**PROBLEM STATEMENT**: Convert the lines of the data below, starting at the line that contains "Could you please point to the grass in" and ending at the line that contains "column 848, row 624", into a JSON list of strings with one string per line. Leave out any blank lines.

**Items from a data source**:
* * * * * * *

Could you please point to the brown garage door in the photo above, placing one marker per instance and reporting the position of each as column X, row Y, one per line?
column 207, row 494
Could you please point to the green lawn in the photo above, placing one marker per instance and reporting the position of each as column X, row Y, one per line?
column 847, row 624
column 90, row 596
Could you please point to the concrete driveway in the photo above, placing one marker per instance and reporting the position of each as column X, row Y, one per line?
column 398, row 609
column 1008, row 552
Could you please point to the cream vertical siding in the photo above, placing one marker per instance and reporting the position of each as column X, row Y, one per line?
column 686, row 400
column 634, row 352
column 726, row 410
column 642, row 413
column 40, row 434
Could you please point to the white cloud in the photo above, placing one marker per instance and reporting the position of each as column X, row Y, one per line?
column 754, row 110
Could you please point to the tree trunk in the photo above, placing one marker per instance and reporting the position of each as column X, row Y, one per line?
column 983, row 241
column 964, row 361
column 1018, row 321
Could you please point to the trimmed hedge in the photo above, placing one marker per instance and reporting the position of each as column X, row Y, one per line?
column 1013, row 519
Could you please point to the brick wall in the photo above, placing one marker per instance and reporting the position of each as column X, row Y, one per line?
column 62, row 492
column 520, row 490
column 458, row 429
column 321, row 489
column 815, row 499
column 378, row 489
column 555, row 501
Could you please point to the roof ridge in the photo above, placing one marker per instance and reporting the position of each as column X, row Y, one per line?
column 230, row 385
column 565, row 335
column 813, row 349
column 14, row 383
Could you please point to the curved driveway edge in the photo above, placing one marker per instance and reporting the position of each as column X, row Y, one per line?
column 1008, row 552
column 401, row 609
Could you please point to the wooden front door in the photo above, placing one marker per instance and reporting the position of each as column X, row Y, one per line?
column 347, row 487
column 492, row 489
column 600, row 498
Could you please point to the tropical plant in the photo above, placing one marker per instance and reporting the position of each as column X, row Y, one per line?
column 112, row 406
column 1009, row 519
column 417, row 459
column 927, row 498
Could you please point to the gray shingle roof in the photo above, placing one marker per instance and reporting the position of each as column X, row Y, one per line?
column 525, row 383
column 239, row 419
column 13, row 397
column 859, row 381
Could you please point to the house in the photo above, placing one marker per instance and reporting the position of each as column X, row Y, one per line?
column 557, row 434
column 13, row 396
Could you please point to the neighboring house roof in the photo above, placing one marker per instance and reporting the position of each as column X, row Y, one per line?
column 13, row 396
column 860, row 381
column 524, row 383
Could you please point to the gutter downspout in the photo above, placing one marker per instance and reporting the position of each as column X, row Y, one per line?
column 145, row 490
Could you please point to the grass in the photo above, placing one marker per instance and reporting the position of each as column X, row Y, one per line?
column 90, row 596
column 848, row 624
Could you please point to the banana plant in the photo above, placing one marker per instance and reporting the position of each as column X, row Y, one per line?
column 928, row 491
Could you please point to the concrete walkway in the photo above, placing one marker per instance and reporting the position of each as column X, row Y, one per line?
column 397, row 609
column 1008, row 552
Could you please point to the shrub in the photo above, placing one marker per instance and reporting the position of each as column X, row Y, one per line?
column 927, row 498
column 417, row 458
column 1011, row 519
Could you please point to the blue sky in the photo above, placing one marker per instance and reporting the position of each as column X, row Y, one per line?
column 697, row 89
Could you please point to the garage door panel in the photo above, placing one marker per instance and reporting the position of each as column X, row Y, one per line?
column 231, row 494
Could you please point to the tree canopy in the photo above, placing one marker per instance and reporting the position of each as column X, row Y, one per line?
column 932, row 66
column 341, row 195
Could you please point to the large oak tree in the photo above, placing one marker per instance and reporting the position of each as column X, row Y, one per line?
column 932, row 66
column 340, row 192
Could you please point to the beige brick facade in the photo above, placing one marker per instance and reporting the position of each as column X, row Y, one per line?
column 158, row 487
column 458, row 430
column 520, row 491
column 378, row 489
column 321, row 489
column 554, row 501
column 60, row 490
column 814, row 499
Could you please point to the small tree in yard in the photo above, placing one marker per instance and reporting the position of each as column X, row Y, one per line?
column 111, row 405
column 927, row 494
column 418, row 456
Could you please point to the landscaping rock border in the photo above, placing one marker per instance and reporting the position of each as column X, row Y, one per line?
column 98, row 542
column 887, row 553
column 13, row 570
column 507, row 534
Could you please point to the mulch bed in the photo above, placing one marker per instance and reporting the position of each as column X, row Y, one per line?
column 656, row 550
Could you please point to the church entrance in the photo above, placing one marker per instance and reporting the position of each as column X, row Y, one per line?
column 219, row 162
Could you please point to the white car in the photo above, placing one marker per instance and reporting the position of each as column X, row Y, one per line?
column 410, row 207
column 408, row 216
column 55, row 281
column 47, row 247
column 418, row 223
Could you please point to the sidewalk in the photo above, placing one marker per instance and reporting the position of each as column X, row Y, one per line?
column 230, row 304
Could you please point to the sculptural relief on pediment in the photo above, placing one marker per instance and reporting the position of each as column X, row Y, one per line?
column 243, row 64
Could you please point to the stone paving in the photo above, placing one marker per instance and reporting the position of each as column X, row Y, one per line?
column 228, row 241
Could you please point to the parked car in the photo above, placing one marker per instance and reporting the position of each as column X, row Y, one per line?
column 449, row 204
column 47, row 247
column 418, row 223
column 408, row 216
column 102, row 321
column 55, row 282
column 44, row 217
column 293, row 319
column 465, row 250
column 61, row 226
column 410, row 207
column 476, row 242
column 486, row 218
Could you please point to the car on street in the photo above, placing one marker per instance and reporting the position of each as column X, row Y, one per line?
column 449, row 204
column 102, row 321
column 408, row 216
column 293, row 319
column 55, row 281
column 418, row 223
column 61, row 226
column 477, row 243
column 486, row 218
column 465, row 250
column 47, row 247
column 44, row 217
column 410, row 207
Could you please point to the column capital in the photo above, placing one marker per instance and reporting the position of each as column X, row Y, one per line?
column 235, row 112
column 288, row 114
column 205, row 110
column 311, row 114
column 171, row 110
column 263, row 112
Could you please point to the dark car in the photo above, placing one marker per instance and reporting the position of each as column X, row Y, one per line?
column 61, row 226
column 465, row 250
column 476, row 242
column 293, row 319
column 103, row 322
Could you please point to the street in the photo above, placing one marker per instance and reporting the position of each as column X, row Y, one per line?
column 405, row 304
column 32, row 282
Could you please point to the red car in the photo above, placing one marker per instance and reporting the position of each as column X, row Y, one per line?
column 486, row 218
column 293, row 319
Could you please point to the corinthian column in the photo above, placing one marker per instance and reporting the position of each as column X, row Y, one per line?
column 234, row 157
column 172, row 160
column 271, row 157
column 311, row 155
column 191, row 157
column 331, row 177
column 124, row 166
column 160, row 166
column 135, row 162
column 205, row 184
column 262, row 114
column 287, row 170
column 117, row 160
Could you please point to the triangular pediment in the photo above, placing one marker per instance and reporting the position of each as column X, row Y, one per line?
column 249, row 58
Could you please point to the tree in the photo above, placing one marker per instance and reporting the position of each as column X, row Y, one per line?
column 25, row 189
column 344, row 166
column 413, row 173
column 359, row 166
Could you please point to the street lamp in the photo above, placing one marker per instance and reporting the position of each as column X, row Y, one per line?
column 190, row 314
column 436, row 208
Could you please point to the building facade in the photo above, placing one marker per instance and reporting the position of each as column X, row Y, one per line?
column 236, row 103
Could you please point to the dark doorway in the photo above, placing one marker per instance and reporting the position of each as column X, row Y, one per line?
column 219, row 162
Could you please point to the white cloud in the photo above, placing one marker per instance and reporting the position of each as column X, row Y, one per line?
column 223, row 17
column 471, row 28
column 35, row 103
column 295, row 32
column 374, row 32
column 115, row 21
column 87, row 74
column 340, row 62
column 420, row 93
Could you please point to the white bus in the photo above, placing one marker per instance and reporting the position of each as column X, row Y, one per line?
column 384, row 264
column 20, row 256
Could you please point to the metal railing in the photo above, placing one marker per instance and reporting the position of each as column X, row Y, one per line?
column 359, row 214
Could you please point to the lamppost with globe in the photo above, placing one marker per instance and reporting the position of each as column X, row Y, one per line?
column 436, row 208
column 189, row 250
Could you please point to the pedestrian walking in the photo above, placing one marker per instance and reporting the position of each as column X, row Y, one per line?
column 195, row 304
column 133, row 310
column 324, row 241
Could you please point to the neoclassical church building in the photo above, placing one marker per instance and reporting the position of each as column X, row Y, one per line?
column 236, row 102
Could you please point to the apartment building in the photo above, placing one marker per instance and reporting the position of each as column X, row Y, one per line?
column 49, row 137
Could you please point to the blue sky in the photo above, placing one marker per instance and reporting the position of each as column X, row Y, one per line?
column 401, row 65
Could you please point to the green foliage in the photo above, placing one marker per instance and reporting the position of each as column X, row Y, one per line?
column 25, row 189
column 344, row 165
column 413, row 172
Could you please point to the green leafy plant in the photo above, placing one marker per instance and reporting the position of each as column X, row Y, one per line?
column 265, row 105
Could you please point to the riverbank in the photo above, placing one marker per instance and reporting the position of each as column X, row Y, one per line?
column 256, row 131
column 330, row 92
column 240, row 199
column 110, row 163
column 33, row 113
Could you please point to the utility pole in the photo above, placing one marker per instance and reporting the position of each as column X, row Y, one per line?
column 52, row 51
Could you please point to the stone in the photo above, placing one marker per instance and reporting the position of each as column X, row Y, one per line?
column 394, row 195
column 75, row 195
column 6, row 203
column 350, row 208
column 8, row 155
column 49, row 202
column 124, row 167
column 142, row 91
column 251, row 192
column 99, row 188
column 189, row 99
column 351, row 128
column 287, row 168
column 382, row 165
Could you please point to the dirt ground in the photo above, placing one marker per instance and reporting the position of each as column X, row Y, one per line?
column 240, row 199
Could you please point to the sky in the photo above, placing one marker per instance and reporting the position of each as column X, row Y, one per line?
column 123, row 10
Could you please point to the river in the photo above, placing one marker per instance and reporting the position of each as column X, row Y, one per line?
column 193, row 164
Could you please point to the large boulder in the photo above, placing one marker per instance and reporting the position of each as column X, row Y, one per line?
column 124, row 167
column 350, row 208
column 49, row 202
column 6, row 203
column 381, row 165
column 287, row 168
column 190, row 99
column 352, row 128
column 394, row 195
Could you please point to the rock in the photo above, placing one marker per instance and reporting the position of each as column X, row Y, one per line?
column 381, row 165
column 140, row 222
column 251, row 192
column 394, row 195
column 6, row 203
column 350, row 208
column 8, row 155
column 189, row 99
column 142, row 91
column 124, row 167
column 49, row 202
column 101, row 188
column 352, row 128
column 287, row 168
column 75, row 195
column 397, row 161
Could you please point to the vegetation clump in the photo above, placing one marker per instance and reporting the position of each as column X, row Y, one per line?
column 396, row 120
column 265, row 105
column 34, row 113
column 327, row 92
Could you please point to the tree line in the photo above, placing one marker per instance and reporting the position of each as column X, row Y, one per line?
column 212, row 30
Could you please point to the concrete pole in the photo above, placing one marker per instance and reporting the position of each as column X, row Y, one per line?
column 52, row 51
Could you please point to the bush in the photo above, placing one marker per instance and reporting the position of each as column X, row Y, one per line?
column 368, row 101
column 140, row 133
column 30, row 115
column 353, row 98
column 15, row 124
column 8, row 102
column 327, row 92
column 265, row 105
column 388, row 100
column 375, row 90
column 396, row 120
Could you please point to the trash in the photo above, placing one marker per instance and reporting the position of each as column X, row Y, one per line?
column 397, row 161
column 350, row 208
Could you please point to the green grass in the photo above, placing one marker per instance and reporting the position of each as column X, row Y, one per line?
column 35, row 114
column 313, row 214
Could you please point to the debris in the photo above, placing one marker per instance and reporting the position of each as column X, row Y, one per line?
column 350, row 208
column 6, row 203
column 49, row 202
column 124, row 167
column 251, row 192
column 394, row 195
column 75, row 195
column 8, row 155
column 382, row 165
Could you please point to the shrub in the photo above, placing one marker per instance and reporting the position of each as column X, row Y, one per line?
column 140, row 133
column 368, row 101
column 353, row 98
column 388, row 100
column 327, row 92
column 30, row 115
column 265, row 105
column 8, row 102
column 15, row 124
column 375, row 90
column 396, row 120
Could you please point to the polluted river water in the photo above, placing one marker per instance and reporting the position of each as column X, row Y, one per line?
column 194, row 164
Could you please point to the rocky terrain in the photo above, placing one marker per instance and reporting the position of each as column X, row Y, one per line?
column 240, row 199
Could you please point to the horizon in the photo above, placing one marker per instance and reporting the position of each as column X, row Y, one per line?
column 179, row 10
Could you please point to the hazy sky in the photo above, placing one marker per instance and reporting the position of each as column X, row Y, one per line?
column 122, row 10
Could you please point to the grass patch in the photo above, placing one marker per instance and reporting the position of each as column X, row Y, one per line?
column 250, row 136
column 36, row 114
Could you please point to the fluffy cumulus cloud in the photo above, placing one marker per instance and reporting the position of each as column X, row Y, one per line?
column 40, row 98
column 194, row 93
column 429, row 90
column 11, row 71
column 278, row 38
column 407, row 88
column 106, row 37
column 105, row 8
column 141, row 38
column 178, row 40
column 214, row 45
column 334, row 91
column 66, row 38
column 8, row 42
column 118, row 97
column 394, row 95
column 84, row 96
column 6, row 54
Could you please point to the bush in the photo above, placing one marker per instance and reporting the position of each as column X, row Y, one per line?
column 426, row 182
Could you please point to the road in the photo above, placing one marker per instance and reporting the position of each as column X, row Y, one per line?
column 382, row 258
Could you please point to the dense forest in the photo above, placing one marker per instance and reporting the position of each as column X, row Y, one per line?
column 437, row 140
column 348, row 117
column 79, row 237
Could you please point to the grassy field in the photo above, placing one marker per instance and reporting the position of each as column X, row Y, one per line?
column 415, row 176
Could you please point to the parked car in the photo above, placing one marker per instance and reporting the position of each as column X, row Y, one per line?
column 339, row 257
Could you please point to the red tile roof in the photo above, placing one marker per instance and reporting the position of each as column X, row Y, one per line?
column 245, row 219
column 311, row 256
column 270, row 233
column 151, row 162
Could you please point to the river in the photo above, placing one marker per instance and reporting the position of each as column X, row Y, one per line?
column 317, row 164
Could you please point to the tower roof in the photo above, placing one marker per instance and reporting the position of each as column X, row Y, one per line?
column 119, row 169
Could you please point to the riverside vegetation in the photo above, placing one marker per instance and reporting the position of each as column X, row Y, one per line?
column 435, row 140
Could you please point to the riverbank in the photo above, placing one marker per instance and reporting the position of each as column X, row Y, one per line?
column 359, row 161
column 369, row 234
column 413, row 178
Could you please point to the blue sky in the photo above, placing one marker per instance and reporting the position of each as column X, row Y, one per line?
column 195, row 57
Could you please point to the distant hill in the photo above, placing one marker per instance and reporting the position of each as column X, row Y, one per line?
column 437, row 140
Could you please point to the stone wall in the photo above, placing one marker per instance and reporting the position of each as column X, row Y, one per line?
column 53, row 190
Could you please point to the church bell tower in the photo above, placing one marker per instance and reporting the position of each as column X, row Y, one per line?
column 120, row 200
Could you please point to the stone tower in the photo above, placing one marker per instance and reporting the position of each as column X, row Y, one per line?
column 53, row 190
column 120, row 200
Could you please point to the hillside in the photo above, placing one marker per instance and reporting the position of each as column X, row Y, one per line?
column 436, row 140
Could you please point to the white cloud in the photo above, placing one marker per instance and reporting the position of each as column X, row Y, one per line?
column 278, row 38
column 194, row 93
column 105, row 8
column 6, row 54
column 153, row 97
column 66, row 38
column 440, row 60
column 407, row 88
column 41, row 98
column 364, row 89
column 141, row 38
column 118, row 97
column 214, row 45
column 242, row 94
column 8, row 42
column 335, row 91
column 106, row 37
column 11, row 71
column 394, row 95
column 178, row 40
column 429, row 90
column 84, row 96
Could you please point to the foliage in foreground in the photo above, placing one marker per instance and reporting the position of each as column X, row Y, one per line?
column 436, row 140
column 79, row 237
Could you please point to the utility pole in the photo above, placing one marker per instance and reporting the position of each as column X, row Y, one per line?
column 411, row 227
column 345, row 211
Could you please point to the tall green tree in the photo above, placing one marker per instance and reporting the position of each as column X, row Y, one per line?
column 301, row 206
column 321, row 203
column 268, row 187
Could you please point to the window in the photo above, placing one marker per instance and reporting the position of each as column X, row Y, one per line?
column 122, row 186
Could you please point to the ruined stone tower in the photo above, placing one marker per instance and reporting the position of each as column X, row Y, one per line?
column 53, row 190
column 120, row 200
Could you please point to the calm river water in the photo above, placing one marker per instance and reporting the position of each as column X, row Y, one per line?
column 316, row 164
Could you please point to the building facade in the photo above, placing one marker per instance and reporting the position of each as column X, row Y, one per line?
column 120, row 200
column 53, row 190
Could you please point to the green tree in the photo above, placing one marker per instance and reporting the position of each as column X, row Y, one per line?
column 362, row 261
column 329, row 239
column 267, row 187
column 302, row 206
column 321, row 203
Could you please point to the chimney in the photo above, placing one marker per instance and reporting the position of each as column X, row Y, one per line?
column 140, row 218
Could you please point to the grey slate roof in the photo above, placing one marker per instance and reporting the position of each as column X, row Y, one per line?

* * * * * * *

**SOLUTION TO THE PROBLEM**:
[
  "Could you please point to the grass in the photo above, placing one marker per instance and reporting the position of each as column X, row Y, one per line?",
  "column 90, row 596",
  "column 848, row 624"
]